- **Requirement**
How many of the lines below hold the string "floral"? Say only the number.

- **Records from a data collection**
#####

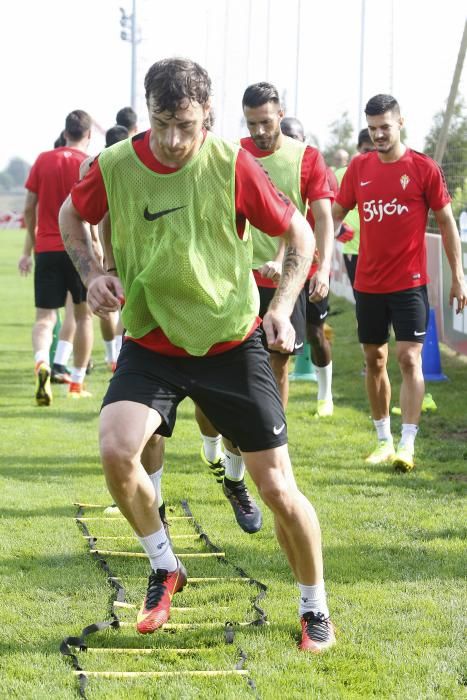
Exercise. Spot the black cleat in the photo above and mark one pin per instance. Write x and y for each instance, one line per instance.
(247, 513)
(317, 632)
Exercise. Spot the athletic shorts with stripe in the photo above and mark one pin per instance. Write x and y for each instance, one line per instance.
(407, 311)
(236, 390)
(297, 318)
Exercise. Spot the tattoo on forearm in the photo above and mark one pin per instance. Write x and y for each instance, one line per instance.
(295, 269)
(79, 248)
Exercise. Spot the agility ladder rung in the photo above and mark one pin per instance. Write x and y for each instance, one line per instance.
(194, 625)
(115, 518)
(195, 538)
(153, 650)
(194, 579)
(158, 674)
(142, 555)
(131, 606)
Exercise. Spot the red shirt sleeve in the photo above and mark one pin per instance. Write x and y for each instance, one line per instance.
(257, 200)
(314, 176)
(32, 182)
(315, 183)
(89, 196)
(346, 195)
(436, 191)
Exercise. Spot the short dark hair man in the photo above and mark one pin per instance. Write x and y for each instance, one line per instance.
(191, 313)
(316, 311)
(394, 187)
(127, 117)
(49, 183)
(115, 134)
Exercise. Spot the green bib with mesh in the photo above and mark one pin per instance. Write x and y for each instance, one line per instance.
(284, 168)
(183, 267)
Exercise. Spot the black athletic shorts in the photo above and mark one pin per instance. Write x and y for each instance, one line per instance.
(407, 311)
(297, 318)
(236, 390)
(54, 276)
(350, 262)
(316, 311)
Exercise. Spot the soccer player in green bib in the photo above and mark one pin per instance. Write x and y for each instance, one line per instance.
(179, 199)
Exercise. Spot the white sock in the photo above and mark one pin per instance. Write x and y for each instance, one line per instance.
(159, 551)
(156, 479)
(63, 352)
(313, 599)
(212, 447)
(78, 374)
(42, 356)
(409, 433)
(234, 466)
(110, 351)
(324, 377)
(383, 428)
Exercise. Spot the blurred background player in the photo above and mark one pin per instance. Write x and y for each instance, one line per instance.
(316, 311)
(394, 188)
(49, 183)
(127, 117)
(349, 232)
(340, 158)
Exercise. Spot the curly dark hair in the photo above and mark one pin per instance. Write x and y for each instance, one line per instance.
(379, 104)
(77, 124)
(172, 81)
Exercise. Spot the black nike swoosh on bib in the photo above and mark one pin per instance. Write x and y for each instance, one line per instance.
(157, 215)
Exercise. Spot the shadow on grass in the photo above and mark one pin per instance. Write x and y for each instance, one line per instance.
(23, 468)
(40, 512)
(55, 413)
(356, 563)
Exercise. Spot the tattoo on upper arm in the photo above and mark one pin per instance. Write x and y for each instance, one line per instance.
(295, 269)
(79, 248)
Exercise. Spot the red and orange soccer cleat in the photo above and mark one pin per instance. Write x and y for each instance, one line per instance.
(162, 586)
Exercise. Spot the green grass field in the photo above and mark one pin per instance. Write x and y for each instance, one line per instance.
(394, 544)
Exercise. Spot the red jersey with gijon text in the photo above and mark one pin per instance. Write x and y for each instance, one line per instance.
(51, 178)
(393, 201)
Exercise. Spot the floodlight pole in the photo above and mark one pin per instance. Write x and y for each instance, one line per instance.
(362, 64)
(297, 59)
(133, 56)
(443, 136)
(128, 22)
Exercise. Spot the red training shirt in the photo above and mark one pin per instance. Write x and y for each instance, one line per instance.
(51, 178)
(314, 184)
(256, 199)
(393, 202)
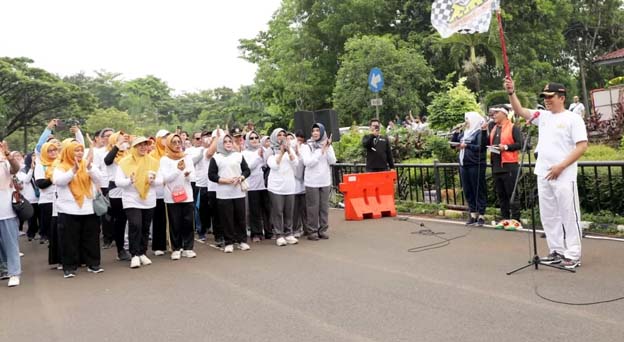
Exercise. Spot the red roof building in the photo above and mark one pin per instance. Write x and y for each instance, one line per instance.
(611, 58)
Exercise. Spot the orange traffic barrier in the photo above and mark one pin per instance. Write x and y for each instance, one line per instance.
(368, 195)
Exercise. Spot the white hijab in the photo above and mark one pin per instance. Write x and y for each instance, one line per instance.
(474, 121)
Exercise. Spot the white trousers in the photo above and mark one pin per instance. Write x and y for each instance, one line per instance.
(561, 216)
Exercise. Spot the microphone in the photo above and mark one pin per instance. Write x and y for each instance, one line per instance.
(535, 116)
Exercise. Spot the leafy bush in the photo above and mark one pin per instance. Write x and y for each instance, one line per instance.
(349, 149)
(597, 152)
(440, 149)
(448, 107)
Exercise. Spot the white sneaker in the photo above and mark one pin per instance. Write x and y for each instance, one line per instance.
(135, 262)
(144, 260)
(188, 254)
(13, 281)
(281, 242)
(291, 240)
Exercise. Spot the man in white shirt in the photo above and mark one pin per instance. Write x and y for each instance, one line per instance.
(562, 141)
(577, 107)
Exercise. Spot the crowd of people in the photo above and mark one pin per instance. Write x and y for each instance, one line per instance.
(166, 188)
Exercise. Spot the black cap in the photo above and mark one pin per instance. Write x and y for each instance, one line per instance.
(552, 89)
(236, 132)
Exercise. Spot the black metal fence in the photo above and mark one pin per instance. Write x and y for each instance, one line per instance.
(600, 184)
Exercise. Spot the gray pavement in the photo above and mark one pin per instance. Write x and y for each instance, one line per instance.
(360, 285)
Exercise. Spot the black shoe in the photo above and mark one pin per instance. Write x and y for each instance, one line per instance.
(552, 259)
(95, 269)
(123, 255)
(471, 221)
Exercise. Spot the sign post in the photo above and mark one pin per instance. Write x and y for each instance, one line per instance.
(375, 84)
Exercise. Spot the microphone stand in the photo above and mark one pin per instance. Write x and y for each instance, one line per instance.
(535, 261)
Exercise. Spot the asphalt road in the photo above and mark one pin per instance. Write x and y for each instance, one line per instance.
(360, 285)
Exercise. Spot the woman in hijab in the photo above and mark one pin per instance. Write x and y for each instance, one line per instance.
(117, 148)
(229, 170)
(257, 196)
(77, 182)
(281, 186)
(30, 192)
(176, 170)
(137, 177)
(10, 263)
(472, 145)
(318, 156)
(159, 221)
(47, 190)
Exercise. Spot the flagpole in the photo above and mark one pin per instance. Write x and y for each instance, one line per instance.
(501, 34)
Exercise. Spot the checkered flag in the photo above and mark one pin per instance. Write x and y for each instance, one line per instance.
(462, 16)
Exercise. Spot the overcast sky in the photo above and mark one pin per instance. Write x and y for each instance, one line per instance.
(192, 45)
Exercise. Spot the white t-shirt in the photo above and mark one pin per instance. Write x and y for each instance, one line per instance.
(45, 195)
(577, 108)
(282, 176)
(255, 163)
(6, 210)
(229, 167)
(174, 177)
(27, 188)
(201, 171)
(131, 198)
(558, 135)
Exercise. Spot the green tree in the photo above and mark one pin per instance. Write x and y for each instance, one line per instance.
(448, 107)
(406, 76)
(29, 96)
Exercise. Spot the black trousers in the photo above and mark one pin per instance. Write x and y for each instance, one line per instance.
(33, 222)
(159, 226)
(45, 219)
(139, 221)
(232, 217)
(107, 222)
(119, 219)
(259, 212)
(80, 239)
(181, 229)
(54, 242)
(300, 213)
(208, 212)
(504, 184)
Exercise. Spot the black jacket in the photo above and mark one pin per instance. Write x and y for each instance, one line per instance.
(378, 153)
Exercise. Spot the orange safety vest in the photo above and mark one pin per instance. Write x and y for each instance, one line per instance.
(506, 139)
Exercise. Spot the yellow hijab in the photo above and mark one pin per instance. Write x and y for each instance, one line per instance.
(112, 141)
(169, 150)
(160, 149)
(140, 166)
(80, 186)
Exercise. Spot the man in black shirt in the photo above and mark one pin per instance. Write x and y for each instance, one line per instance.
(506, 142)
(378, 153)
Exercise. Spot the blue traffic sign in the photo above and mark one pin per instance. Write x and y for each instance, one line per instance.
(375, 80)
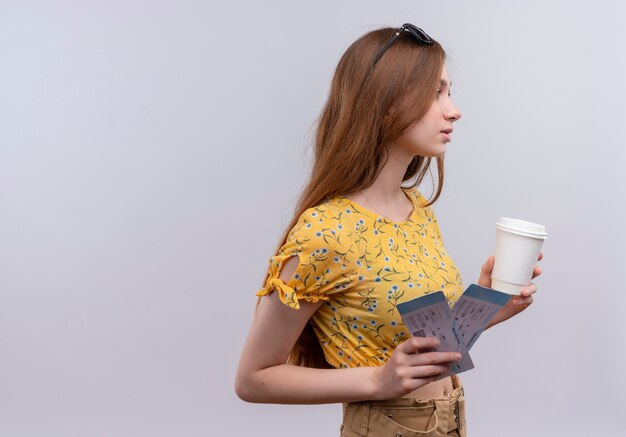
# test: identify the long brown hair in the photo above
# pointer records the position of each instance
(368, 107)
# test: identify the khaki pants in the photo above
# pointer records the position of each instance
(407, 417)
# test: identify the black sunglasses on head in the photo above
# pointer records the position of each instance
(415, 31)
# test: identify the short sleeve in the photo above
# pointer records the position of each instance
(326, 260)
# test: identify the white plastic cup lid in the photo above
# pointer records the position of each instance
(517, 225)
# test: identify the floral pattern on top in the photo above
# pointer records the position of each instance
(362, 266)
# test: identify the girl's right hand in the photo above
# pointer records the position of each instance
(411, 366)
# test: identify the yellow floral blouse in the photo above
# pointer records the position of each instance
(362, 265)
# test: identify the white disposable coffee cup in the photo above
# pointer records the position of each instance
(518, 244)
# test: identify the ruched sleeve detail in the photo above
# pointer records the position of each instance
(327, 260)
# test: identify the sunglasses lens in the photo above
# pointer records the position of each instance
(418, 33)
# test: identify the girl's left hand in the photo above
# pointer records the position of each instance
(517, 303)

#####

- **Solution to the problem**
2